▸ **Requests**:
1 – In the text about Bitcoin wallets on servers, what network does it suggest routing all transactions through to make the wallet hard to locate?
2 – In the passage on Bitcoin wallets on servers, rewrite the part from "This isn't all" to "in the sever.", substituting "host" for "server".

▸ **Document section**:
■ ■ ■ ■ ■

This isn't all that surprising. There are basically two reasons why you would
have a Bitcoin wallet on a server: if you are mining using the CPU power of
that machine, or if you need to send Bitcoins from an online application. For
example, one of the people who mentioned having coins stolen was from a mining
pool; you need some automated system to pay out the earnings to the people who
have been doing mining, and so the wallet for that automated system was on the
server, and was stolen. I suppose one further reason might be as a backup, but
in that case, I dearly hope that it's an encrypted backup without the
encryption keys in the sever.

Given these reasons for having your wallet on the server, it's not surprising
that people found them. These require network-facing services, that are easy
to trace back to the server in question. The mining pool is a public service;
anyone can join, and find the address of the server. Furthermore, when you
make payments, you announce them to the full Bitcoin network. Someone sniffing
transactions can watch where transactions originate, and target that. If they
already had a compromised customer service account on Linode, they probably
watched the Bitcoin network for a while, made note of transactions originating
from IP addresses in the Linode range, and then targeted those accounts.

One way to protect yourself from this would be to proxy your Bitcoin
transactions through a host other than the one that has the wallet,
obfuscating where the transactions are actually coming from. You could even go
so far as to make all of your transactions via Tor, which would probably make
it fairly difficult to find where your Bitcoin wallet actually lives.

■ ■ ■ ■ ■

▸ **Given data**:

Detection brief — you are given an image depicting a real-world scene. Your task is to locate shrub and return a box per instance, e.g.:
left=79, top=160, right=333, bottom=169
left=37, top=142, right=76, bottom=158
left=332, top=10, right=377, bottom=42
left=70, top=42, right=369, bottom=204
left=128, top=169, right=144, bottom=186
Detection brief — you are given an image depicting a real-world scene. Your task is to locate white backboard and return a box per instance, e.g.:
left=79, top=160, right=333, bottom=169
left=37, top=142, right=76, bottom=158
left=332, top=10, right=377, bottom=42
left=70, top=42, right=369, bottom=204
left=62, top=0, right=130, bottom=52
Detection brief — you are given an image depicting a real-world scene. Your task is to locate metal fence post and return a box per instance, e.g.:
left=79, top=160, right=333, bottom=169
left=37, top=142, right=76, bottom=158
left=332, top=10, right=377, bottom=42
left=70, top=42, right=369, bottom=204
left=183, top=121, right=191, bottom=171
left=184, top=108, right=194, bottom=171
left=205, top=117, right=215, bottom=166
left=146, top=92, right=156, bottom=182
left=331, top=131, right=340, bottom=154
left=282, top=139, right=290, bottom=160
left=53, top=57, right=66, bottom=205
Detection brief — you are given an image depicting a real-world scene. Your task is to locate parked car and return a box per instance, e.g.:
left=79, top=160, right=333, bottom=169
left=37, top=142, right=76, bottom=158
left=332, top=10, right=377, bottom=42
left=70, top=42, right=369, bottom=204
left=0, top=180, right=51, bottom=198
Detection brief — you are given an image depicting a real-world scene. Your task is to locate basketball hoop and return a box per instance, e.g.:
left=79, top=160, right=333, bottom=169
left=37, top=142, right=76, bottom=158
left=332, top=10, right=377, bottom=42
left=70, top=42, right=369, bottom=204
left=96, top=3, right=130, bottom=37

■ ■ ■ ■ ■

▸ **Answer list**:
1 – Tor.

2 –
This isn't all that surprising. There are basically two reasons why you would
have a Bitcoin wallet on a host: if you are mining using the CPU power of
that machine, or if you need to send Bitcoins from an online application. For
example, one of the people who mentioned having coins stolen was from a mining
pool; you need some automated system to pay out the earnings to the people who
have been doing mining, and so the wallet for that automated system was on the
host, and was stolen. I suppose one further reason might be as a backup, but
in that case, I dearly hope that it's an encrypted backup without the
encryption keys in the sever.